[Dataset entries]
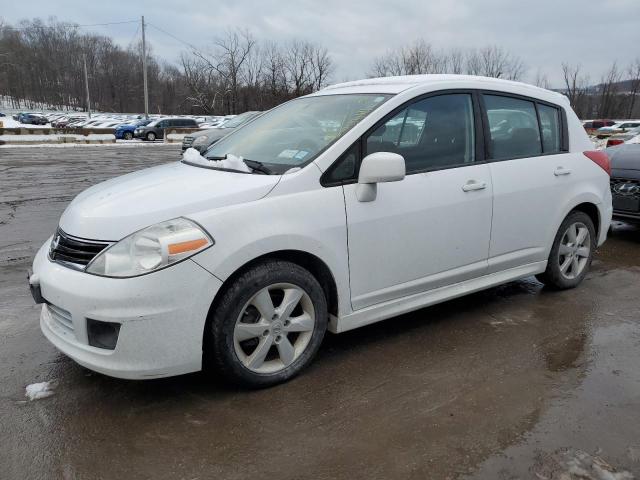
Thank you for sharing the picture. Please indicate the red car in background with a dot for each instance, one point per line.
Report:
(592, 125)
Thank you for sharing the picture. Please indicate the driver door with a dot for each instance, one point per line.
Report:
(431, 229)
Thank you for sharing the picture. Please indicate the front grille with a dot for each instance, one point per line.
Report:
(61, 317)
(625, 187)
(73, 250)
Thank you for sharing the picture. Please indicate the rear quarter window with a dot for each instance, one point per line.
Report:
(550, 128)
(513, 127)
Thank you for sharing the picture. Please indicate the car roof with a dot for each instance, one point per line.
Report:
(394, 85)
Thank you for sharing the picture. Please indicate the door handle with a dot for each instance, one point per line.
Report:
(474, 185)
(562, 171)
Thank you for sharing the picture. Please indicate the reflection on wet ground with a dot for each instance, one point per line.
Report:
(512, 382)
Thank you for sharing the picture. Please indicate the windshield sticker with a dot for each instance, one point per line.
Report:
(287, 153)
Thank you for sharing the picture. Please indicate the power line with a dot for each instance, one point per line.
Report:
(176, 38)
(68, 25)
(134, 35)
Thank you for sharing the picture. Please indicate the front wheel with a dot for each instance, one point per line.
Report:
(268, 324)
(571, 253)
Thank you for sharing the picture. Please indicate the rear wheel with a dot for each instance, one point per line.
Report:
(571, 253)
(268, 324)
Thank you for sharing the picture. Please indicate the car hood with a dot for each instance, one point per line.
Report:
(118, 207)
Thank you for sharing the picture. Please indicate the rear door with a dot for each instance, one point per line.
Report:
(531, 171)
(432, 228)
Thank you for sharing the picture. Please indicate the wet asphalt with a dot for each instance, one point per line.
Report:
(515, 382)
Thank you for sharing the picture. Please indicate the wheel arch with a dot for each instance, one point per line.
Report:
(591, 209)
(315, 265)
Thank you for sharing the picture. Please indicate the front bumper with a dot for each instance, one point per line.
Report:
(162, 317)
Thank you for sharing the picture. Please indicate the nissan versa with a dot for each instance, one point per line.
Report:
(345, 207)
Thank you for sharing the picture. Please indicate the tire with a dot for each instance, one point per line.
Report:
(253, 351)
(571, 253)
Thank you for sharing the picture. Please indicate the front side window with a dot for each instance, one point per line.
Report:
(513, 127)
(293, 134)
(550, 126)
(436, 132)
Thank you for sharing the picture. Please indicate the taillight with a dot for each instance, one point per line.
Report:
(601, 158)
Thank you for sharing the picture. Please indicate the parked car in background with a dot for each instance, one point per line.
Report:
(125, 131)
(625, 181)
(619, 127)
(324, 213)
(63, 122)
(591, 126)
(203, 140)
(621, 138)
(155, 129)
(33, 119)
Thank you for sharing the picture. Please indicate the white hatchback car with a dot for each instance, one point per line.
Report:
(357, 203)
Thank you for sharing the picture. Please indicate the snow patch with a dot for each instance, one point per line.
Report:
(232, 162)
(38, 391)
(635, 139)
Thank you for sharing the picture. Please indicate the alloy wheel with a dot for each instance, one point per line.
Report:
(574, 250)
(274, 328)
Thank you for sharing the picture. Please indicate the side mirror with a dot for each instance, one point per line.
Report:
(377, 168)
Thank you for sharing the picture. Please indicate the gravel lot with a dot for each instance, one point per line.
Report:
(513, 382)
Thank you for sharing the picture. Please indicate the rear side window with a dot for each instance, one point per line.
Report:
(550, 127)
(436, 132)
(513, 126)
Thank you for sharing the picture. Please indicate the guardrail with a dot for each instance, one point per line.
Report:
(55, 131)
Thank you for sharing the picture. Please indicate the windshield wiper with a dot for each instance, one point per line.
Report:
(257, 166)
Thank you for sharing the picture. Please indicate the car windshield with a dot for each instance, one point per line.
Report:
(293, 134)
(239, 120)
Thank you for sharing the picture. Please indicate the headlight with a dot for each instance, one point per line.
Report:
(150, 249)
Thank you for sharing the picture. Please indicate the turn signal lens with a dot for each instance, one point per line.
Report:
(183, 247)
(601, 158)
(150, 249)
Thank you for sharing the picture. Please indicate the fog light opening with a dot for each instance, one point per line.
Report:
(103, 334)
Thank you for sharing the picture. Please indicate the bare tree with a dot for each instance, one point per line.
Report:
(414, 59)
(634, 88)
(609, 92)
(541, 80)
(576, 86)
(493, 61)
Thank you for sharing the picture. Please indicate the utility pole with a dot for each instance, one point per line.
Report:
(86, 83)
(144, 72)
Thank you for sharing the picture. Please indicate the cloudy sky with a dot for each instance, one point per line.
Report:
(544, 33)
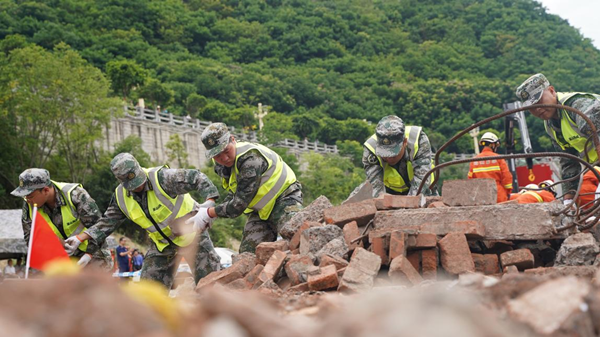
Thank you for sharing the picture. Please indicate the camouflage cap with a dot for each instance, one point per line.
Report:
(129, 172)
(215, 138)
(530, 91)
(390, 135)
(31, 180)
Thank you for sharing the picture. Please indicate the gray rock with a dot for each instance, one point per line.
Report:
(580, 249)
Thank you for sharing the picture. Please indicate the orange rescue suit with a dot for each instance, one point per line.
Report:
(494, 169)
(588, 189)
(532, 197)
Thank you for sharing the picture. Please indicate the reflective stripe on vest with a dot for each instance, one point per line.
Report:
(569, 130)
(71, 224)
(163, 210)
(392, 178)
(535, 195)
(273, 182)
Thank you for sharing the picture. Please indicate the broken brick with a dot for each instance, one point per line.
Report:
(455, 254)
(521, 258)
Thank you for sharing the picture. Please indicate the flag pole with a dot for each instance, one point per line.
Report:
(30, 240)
* * *
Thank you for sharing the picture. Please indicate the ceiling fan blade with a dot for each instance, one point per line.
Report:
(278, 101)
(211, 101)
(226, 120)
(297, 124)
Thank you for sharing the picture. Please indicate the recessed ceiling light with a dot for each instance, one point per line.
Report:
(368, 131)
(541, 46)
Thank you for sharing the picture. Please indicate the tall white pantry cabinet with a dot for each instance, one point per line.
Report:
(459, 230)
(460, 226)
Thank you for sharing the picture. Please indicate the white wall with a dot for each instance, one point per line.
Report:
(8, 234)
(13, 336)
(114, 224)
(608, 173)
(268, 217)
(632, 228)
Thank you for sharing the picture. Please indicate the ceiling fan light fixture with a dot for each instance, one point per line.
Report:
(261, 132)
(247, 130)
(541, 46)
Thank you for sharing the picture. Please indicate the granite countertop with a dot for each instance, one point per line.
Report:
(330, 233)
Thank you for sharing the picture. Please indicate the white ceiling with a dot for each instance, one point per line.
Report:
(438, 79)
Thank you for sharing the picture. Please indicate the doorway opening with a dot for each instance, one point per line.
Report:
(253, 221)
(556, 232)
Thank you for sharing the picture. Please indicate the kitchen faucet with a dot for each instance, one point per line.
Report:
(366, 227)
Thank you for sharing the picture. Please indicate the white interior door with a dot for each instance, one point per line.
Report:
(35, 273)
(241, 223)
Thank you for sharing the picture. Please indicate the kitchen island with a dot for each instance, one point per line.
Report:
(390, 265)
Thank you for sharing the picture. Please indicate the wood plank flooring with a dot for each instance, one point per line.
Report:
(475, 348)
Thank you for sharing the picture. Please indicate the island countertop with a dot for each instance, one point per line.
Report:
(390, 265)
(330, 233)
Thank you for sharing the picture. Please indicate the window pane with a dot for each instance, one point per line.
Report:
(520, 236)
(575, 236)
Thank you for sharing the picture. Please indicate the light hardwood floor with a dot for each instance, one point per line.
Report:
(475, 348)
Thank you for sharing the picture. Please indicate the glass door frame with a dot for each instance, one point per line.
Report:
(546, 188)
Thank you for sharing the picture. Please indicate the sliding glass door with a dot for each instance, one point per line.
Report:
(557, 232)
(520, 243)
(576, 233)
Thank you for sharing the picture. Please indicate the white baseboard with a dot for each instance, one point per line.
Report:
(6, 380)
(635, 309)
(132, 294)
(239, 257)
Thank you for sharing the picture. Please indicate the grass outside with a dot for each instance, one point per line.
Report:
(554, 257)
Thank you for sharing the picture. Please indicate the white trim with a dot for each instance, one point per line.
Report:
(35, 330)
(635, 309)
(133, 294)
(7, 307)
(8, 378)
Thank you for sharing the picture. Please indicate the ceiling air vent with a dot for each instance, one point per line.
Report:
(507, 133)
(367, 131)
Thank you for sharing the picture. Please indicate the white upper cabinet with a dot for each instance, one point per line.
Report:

Your goal =
Scanning the data above, copy out every line where "kitchen" is found.

Answer space =
Thank you for sharing the picture. Please indicate the kitchen faucet with a dot for each instance, one point per line.
Thank you for sharing the picture. Please indicate the kitchen island with a dot for each instance, one point per line.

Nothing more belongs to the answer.